**EXERCISE:**
Copy out precisely the lines of the material that follows, beginning with the line containing "Target: person walking on snow" and ending with its last line; exclude pictures.

**MATERIAL SUPPLIED:**
* * * * * * * * *

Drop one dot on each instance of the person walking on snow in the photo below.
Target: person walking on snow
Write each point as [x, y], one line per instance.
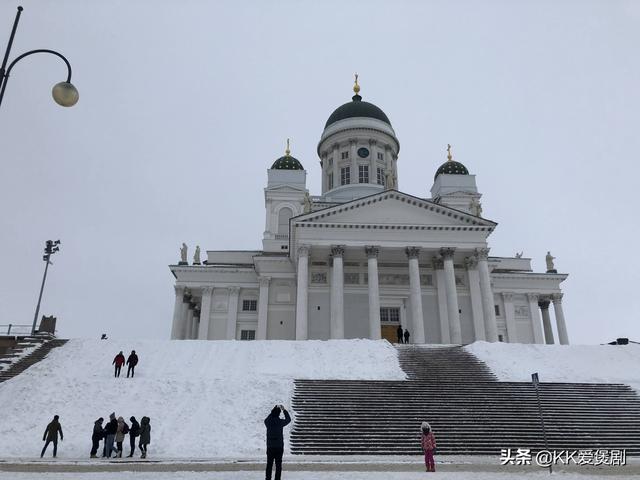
[132, 361]
[121, 432]
[51, 435]
[118, 361]
[399, 332]
[96, 436]
[275, 440]
[109, 435]
[134, 431]
[428, 442]
[145, 435]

* * * * * * * * *

**WRITTEN SOLUTION:**
Target: person walking on snow
Write each point as [x, y], one line per instance.
[132, 361]
[121, 432]
[51, 435]
[118, 361]
[399, 332]
[96, 436]
[275, 440]
[109, 435]
[134, 431]
[428, 442]
[145, 435]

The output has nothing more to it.